> [What is needed]
Your answer should be the entire listing, printed exactly.
+ + +
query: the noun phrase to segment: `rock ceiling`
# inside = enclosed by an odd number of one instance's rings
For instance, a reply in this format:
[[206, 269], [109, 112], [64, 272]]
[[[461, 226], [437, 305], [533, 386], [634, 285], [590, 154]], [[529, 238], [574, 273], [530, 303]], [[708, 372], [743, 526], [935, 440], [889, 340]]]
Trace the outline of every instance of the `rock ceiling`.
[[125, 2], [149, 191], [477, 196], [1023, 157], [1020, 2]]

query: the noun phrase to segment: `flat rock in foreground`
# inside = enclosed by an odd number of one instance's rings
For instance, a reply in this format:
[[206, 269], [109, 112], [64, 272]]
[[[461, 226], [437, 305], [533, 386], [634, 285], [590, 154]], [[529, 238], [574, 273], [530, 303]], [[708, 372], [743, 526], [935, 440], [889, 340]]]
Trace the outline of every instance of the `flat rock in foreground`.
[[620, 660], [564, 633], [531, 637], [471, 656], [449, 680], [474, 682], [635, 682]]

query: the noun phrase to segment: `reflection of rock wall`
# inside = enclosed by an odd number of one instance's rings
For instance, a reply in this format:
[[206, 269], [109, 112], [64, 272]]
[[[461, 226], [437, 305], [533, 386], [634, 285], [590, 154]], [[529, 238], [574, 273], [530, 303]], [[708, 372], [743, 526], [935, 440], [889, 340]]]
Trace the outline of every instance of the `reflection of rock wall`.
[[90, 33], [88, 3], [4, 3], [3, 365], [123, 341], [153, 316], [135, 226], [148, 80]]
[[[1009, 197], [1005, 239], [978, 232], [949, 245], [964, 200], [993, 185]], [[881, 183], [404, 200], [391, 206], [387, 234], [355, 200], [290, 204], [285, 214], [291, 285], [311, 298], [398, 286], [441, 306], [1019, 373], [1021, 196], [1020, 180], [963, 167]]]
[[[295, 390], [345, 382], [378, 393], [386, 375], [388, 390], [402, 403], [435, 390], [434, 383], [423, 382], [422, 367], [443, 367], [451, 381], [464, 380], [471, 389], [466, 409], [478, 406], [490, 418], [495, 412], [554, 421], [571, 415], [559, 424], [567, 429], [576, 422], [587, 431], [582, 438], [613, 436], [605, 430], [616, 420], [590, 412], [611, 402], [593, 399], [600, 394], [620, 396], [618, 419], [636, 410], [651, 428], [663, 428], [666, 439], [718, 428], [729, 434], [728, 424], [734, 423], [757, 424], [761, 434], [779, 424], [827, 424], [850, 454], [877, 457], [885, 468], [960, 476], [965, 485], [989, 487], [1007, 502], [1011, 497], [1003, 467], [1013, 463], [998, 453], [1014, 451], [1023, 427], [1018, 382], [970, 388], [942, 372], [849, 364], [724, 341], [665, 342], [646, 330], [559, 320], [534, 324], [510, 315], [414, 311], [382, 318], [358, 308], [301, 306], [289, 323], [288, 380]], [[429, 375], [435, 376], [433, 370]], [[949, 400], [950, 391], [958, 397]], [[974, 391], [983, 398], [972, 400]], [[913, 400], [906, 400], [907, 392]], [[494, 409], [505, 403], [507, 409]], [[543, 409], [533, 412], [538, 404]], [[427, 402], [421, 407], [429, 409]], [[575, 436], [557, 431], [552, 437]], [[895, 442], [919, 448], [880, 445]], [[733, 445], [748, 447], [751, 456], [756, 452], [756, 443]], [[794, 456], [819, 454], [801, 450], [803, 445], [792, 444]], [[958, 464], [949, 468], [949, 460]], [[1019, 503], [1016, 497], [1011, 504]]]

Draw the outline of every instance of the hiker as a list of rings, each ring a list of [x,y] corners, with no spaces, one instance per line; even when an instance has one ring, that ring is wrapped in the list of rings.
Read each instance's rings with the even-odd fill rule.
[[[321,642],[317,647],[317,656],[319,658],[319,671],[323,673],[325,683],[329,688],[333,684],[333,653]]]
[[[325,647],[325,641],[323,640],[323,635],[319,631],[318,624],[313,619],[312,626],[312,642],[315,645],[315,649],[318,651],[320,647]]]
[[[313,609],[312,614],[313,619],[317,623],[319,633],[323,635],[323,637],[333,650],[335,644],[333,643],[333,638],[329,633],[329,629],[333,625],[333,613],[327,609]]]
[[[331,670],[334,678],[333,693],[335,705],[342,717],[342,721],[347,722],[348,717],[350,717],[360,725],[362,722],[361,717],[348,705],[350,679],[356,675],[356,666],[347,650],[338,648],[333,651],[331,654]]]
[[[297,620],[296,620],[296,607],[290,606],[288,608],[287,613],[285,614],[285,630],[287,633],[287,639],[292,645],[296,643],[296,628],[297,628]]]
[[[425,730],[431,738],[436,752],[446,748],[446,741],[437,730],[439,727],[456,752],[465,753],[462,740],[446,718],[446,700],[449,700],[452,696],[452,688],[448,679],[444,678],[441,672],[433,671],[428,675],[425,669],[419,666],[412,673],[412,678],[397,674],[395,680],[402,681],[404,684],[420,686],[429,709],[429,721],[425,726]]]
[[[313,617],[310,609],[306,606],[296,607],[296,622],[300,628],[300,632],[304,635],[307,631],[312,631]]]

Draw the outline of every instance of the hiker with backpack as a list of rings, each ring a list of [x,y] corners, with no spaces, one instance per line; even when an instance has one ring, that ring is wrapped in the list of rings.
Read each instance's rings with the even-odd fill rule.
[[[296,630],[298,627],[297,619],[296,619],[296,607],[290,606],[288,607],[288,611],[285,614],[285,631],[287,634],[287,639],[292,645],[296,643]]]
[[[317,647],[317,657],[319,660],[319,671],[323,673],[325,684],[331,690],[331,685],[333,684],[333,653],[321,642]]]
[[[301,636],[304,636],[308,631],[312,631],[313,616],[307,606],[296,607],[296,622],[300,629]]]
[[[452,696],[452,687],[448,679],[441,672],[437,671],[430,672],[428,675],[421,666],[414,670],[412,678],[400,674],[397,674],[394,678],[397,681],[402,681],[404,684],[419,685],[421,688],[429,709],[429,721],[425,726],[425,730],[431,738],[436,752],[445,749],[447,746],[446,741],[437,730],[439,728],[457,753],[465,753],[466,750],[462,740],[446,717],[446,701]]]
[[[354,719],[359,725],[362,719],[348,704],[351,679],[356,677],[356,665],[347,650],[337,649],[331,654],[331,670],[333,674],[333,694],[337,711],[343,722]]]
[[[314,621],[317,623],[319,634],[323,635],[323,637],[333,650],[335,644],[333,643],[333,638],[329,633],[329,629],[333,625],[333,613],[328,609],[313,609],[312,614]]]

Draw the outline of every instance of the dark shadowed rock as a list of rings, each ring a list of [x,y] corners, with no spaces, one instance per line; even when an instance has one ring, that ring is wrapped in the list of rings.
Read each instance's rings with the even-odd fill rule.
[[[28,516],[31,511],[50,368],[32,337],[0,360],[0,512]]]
+ + +
> [Task output]
query: the noun phrase to segment: `rock ceiling`
# inside = enclosed by an odd number of one instance's rings
For instance, a reply in this format:
[[206, 269], [109, 112], [64, 272]]
[[[461, 226], [437, 305], [533, 386], [634, 285], [590, 154]], [[529, 238], [574, 273], [530, 303]], [[708, 372], [743, 526], [935, 440], [889, 340]]]
Trace the outline of every instance of the `rock ceiling`.
[[125, 2], [149, 191], [477, 196], [1023, 157], [1020, 2]]

query: the noun phrase to segment: `flat rock in foreground`
# inside = enclosed by an odd number of one instance's rings
For instance, a reply in this format:
[[206, 269], [109, 112], [64, 272]]
[[[461, 226], [437, 305], [533, 386], [634, 285], [590, 154]], [[529, 238], [574, 273], [530, 303]], [[708, 372], [743, 526], [935, 440], [889, 340]]]
Trace the outline of every instance of the `flat rock in foreground`.
[[620, 660], [564, 633], [531, 637], [471, 656], [449, 680], [474, 682], [635, 682]]

query: the noun phrase to segment: `reflection of rock wall`
# inside = enclosed by an odd number of one instance's rings
For instance, a reply in this format:
[[206, 269], [109, 112], [64, 272]]
[[[461, 226], [437, 305], [533, 386], [634, 285], [590, 154]], [[529, 238], [574, 273], [530, 303]], [[708, 372], [743, 526], [935, 440], [889, 340]]]
Trace the outline of every instance of the `reflection of rock wall`.
[[90, 33], [88, 3], [4, 3], [3, 365], [123, 341], [153, 316], [135, 226], [148, 80]]
[[[1009, 197], [1005, 239], [978, 232], [949, 245], [964, 200], [993, 185]], [[881, 183], [404, 200], [391, 206], [387, 234], [355, 200], [290, 204], [285, 214], [291, 285], [311, 298], [398, 286], [441, 306], [1019, 373], [1021, 196], [1020, 180], [963, 167]]]
[[[295, 390], [345, 382], [378, 393], [386, 375], [388, 390], [402, 403], [435, 390], [434, 383], [423, 382], [422, 367], [443, 367], [451, 381], [464, 380], [471, 389], [466, 409], [478, 406], [490, 418], [495, 412], [554, 421], [571, 415], [559, 424], [567, 429], [576, 422], [587, 431], [582, 438], [613, 436], [605, 430], [616, 420], [590, 412], [611, 402], [593, 399], [600, 394], [620, 396], [618, 419], [636, 410], [651, 428], [663, 428], [666, 439], [718, 428], [729, 434], [728, 424], [734, 423], [757, 424], [761, 434], [779, 424], [827, 424], [850, 454], [877, 457], [885, 468], [960, 476], [965, 485], [989, 487], [1007, 502], [1011, 497], [1003, 467], [1013, 463], [998, 453], [1014, 451], [1023, 427], [1018, 382], [970, 388], [942, 372], [849, 364], [724, 341], [665, 342], [646, 330], [559, 320], [534, 324], [510, 315], [414, 311], [382, 318], [358, 308], [301, 306], [289, 323], [288, 380]], [[429, 375], [435, 376], [433, 370]], [[949, 400], [950, 391], [958, 397]], [[974, 391], [983, 398], [972, 400]], [[913, 400], [906, 400], [907, 392]], [[494, 409], [505, 403], [507, 409]], [[543, 409], [533, 412], [538, 404]], [[427, 402], [421, 407], [429, 409]], [[575, 436], [557, 431], [552, 437]], [[895, 442], [919, 448], [880, 445]], [[733, 445], [748, 447], [751, 456], [756, 452], [756, 443]], [[794, 456], [819, 454], [801, 450], [803, 445], [792, 444]], [[958, 464], [949, 468], [949, 460]], [[1019, 503], [1016, 497], [1011, 504]]]

Draw the outline of every instance of the hiker as a list of rings, each ring a list of [x,y] corners, with no spaces, one instance per line; even when an instance has one ring, that ring is wrapped in the list of rings.
Read each instance's rings with the even-odd fill rule.
[[[321,642],[317,647],[317,656],[319,658],[319,671],[323,673],[325,683],[329,688],[333,684],[333,653]]]
[[[325,647],[325,641],[323,640],[323,635],[319,631],[318,624],[313,619],[312,626],[312,642],[315,645],[315,649],[318,651],[320,647]]]
[[[313,609],[312,614],[313,619],[317,623],[319,633],[323,635],[323,637],[333,650],[335,644],[333,643],[333,638],[329,633],[329,629],[333,625],[333,613],[327,609]]]
[[[331,670],[334,678],[333,693],[335,705],[342,717],[342,721],[347,722],[348,717],[350,717],[360,725],[362,722],[361,717],[348,705],[350,679],[356,675],[356,666],[347,650],[338,648],[333,651],[331,654]]]
[[[297,620],[296,620],[296,607],[290,606],[288,608],[287,613],[285,614],[285,630],[287,633],[287,639],[292,645],[296,643],[296,628],[297,628]]]
[[[425,730],[431,738],[436,752],[446,748],[446,741],[437,730],[439,727],[456,752],[465,753],[462,740],[446,718],[446,700],[449,700],[452,696],[452,688],[448,679],[444,678],[441,672],[433,671],[428,675],[425,669],[419,666],[412,673],[412,678],[397,674],[395,680],[402,681],[404,684],[420,686],[429,709],[429,721],[425,726]]]
[[[313,617],[310,609],[306,606],[296,607],[296,622],[300,628],[300,632],[304,635],[307,631],[312,631]]]

Draw the outline of every instance of the hiker with backpack as a list of rings, each ring a list of [x,y] corners, with no spaces, one instance per line; even when an instance has one ring, that ring is wrapped in the list of rings.
Read each instance's rings with the even-odd fill rule.
[[[296,630],[298,627],[297,619],[296,619],[296,607],[290,606],[288,607],[288,611],[285,614],[285,631],[287,634],[287,639],[292,645],[296,643]]]
[[[317,647],[317,657],[319,660],[319,671],[323,673],[325,684],[331,690],[331,685],[333,684],[333,653],[321,642]]]
[[[301,636],[304,636],[308,631],[312,631],[313,616],[307,606],[296,607],[296,622],[300,629]]]
[[[452,696],[452,687],[448,679],[441,672],[437,671],[430,672],[428,675],[421,666],[414,670],[412,678],[400,674],[397,674],[394,678],[397,681],[402,681],[404,684],[419,685],[421,688],[429,709],[429,721],[425,726],[425,730],[431,738],[436,752],[445,749],[447,746],[446,741],[437,730],[439,728],[457,753],[465,753],[466,750],[462,740],[446,717],[446,701]]]
[[[354,719],[359,725],[362,719],[348,704],[351,679],[356,677],[356,665],[347,650],[337,649],[331,654],[331,670],[333,674],[333,694],[337,711],[343,722]]]
[[[314,621],[317,623],[319,634],[323,635],[323,637],[333,650],[335,644],[333,643],[333,638],[329,633],[329,629],[333,625],[333,613],[328,609],[313,609],[312,614]]]

Draw the outline of every instance of the dark shadowed rock as a list of rings, each ring a list of [x,y] corners, with no spaces, one instance per line; even when an instance has one ring, that ring is wrapped in the list of rings.
Read each instance's rings with the even-odd fill rule.
[[[28,516],[31,511],[50,368],[32,337],[0,360],[0,512]]]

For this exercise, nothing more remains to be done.